### [Directive]
Rewrite only the part of the material below that opens with the line containing "Crop-scouting request: mark the man in grey" and runs through the end of the material, both ends included. Reproduce every line in that span, and scale each answer coordinate by 0.45, rounding to the nearest whole number with halves rounded up.
>> begin Material shown
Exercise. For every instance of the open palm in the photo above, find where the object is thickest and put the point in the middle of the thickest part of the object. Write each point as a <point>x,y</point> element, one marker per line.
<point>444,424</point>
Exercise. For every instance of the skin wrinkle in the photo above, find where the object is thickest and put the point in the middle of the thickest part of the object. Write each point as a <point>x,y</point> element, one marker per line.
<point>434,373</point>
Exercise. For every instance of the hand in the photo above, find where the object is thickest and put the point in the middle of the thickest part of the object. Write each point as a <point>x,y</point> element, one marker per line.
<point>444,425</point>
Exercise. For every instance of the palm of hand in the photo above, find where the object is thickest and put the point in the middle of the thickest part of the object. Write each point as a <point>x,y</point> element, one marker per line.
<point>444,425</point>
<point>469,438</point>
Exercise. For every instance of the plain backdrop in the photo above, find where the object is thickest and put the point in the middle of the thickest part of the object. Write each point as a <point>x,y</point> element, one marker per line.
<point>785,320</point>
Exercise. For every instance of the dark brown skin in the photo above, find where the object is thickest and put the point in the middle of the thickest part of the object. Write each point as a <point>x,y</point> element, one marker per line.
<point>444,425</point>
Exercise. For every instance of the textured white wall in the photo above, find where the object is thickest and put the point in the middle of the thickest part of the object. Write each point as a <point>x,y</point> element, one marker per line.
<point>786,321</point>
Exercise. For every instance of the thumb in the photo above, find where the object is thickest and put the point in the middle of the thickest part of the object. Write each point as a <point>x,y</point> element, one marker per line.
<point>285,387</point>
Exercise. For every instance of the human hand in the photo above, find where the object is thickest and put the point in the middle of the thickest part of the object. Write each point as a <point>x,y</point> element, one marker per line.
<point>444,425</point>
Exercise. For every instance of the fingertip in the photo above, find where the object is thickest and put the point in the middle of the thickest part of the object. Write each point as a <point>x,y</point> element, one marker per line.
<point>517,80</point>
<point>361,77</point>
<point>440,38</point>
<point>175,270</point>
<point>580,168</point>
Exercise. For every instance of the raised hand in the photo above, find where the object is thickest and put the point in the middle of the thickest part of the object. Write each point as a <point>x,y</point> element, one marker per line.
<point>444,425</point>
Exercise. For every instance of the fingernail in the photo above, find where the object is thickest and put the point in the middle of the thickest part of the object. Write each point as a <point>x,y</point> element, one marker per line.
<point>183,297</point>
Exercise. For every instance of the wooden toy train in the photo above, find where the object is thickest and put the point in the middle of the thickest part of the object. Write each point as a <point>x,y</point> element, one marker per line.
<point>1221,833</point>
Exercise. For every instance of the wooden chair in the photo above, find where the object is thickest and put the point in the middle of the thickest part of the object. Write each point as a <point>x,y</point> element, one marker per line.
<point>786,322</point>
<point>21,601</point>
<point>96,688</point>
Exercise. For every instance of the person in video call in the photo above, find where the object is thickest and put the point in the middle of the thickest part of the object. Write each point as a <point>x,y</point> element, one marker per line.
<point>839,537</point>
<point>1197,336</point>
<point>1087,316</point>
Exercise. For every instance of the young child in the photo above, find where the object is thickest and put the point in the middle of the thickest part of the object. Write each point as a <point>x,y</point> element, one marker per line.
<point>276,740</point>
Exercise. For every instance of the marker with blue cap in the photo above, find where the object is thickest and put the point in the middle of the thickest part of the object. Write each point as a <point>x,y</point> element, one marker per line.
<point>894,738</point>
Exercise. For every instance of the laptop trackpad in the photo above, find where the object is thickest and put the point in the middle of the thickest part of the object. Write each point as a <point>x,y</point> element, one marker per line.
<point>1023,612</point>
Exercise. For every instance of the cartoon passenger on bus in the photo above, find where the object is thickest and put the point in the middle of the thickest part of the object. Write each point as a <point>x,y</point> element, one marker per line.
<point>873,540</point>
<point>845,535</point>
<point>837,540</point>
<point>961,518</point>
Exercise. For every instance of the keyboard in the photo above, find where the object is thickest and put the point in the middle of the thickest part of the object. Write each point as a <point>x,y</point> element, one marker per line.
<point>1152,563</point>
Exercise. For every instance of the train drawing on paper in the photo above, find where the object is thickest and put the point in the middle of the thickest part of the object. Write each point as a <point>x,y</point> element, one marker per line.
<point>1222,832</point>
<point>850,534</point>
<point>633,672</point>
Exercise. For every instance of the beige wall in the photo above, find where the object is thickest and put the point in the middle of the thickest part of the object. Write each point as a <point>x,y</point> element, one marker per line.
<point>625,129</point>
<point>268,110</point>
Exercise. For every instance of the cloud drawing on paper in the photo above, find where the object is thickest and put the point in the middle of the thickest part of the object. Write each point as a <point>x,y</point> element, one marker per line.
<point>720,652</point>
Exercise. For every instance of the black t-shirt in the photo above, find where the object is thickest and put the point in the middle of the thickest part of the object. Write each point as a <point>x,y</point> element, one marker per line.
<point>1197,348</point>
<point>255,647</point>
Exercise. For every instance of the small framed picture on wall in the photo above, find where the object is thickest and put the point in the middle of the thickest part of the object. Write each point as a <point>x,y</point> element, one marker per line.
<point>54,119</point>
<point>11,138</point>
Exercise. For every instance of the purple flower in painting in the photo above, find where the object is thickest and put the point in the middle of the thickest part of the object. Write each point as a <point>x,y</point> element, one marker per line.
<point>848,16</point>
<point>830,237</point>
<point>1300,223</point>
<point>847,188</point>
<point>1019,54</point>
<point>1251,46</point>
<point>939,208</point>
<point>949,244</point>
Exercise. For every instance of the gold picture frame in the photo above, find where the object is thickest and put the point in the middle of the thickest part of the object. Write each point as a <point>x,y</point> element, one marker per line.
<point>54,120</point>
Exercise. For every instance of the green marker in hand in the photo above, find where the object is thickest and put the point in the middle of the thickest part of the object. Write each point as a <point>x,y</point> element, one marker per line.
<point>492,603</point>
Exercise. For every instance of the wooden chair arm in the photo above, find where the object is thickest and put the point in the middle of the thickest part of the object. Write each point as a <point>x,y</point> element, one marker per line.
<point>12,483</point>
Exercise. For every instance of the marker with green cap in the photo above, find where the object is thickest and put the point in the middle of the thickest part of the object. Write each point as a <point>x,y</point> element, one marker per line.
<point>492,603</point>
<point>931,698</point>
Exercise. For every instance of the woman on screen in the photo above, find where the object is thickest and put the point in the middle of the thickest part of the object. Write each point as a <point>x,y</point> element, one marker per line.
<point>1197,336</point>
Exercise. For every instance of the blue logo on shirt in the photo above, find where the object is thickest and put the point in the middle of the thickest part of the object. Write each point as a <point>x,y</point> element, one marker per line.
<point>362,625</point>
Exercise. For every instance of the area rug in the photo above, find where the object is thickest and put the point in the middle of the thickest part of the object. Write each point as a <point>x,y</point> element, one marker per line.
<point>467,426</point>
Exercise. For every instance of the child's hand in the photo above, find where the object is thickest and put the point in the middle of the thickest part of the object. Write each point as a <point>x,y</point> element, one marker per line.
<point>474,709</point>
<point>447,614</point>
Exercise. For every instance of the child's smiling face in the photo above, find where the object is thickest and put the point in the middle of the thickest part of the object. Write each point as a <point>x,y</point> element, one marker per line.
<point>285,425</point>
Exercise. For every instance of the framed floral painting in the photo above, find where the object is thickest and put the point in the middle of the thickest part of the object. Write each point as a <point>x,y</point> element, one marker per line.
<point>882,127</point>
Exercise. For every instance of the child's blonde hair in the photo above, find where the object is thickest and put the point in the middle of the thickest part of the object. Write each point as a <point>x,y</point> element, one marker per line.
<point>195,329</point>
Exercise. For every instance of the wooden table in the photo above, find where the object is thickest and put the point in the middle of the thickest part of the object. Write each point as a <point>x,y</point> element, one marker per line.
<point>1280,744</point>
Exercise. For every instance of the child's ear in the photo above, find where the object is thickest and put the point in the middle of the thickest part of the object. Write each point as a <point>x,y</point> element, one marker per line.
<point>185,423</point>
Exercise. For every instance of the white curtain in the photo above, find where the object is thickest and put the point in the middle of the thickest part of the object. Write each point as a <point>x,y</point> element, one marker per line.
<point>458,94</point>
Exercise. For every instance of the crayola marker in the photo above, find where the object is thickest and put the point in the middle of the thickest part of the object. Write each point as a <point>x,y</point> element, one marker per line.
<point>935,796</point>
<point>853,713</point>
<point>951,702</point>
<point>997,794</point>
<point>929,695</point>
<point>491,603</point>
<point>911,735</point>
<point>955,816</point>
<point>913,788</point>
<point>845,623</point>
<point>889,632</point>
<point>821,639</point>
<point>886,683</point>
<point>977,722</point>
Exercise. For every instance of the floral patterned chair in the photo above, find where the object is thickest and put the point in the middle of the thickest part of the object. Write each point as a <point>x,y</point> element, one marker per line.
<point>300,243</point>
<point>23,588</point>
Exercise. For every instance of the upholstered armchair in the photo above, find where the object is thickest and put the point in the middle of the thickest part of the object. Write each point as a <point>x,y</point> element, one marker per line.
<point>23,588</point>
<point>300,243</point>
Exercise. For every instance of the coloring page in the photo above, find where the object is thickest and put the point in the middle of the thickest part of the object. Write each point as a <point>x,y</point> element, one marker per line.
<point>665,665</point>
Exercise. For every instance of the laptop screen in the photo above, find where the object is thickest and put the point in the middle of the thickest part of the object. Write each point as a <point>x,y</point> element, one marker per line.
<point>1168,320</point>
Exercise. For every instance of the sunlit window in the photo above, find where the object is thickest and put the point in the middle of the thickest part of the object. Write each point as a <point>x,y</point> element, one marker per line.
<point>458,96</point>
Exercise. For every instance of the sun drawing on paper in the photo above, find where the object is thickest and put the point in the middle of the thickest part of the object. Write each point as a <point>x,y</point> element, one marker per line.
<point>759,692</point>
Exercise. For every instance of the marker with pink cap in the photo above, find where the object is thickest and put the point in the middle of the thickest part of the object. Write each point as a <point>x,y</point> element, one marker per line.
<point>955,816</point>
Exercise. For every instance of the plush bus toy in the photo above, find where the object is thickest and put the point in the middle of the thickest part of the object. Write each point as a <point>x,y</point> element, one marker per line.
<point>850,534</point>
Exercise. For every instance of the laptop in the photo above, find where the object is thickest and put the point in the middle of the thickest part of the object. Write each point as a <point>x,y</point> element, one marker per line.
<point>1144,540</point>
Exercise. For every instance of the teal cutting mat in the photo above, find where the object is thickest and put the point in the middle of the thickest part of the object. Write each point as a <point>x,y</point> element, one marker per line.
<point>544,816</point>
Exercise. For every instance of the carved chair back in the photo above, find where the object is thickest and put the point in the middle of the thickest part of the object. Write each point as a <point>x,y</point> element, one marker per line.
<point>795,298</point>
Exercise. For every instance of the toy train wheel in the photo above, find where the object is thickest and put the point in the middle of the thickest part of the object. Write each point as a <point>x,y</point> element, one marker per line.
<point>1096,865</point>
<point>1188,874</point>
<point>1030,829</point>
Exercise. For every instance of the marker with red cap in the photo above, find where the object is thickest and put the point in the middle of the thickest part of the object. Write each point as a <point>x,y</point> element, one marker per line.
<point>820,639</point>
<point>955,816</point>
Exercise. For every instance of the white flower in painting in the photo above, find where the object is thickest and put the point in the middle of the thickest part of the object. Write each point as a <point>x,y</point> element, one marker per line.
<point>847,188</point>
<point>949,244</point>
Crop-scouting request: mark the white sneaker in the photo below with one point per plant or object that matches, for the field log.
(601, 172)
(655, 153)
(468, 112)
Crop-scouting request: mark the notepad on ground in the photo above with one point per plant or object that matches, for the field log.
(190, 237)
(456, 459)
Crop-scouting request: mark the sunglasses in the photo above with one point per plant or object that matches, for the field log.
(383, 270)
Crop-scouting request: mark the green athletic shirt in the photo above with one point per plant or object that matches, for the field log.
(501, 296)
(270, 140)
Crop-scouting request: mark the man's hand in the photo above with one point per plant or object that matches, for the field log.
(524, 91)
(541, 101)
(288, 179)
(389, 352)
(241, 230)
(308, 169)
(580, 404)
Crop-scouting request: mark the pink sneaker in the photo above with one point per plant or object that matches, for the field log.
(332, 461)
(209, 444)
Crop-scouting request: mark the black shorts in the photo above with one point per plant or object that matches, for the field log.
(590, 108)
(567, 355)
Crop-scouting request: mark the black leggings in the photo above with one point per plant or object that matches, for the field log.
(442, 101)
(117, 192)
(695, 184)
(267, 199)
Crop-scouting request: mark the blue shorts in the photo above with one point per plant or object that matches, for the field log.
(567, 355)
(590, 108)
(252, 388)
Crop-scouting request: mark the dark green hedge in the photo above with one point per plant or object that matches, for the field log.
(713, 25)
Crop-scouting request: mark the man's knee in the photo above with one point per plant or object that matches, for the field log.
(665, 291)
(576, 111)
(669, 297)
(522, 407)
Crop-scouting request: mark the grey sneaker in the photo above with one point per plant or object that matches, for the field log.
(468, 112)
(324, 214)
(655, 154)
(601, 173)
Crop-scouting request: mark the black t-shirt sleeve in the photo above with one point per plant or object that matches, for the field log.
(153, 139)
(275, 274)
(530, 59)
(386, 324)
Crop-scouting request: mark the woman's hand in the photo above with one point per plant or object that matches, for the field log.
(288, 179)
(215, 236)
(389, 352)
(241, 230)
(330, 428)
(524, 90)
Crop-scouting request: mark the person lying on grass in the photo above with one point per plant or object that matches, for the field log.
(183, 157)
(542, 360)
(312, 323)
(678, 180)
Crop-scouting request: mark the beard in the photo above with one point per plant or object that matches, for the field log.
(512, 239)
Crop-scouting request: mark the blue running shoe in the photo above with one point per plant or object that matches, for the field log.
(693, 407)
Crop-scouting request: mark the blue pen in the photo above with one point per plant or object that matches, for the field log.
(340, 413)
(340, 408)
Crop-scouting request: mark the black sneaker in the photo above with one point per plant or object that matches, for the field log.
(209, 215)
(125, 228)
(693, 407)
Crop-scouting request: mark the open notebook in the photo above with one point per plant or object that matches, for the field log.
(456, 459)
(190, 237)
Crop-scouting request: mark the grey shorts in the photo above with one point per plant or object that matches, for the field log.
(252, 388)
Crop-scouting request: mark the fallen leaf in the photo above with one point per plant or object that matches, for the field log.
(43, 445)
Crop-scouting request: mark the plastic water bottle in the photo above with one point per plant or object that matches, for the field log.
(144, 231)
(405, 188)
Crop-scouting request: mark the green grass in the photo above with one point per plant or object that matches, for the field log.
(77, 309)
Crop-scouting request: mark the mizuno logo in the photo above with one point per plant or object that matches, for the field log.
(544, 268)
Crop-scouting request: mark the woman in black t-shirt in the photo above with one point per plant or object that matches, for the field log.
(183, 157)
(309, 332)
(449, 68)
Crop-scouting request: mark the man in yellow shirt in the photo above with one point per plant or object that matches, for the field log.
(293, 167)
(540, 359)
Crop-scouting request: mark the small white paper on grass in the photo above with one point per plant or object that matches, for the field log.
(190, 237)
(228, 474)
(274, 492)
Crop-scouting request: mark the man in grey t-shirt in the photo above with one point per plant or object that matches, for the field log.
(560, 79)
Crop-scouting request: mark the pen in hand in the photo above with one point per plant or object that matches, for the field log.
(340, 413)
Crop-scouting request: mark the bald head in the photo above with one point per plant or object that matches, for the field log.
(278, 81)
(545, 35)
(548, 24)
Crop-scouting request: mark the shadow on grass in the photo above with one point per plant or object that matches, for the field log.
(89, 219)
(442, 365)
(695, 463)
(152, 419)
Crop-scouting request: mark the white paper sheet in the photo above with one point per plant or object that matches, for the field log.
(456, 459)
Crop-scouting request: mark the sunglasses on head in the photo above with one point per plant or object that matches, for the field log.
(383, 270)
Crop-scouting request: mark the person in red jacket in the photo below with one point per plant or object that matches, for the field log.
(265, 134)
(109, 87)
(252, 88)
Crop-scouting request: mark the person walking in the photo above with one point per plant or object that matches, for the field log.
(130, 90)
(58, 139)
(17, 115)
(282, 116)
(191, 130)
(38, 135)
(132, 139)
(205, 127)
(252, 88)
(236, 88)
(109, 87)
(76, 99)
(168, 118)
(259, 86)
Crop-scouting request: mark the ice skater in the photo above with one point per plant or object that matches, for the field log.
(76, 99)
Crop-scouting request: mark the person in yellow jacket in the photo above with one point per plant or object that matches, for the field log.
>> end Material shown
### [Exercise response]
Crop-scouting request: mark the man in grey t-shirt in the photo above with one point per plant or object that matches, for the field log.
(252, 36)
Crop-scouting request: mark the pen in hand in the photo above with one point per plant or object that matches, for the field log.
(153, 186)
Crop-scouting request: mark the bald head in the photo above with one point per plant or object that matches, for the field log.
(125, 36)
(245, 16)
(247, 11)
Crop-scouting request: mark the shadow on grass in the photo above with one point per plant or object that matches, for the field log.
(40, 99)
(199, 164)
(313, 208)
(68, 189)
Crop-scouting request: mark the white paper sheet in the photo above with one point per plant or object that matches, for the field log.
(205, 207)
Crop-scouting request: mark the sunglasses on head in the photo above with one point per plant or object that matches, for the field log.
(172, 122)
Crop-scouting request: mark the person in red jacket in the photo below with one point per plant or object that matches, for the field log.
(119, 60)
(49, 39)
(113, 40)
Crop-scouting request: mark the person walking in the photo above with one point per plant or object that matches, for the field log.
(59, 41)
(26, 63)
(8, 52)
(127, 52)
(86, 59)
(17, 61)
(59, 63)
(92, 57)
(113, 40)
(106, 40)
(49, 39)
(34, 45)
(76, 53)
(117, 39)
Crop-scouting request: mark the ice skater in the photo above with one point per plant or object that matches, for the field log.
(34, 45)
Crop-scouting request: mark the person in yellow jacket in the photo above with one point per plant or object that matches, for the field log.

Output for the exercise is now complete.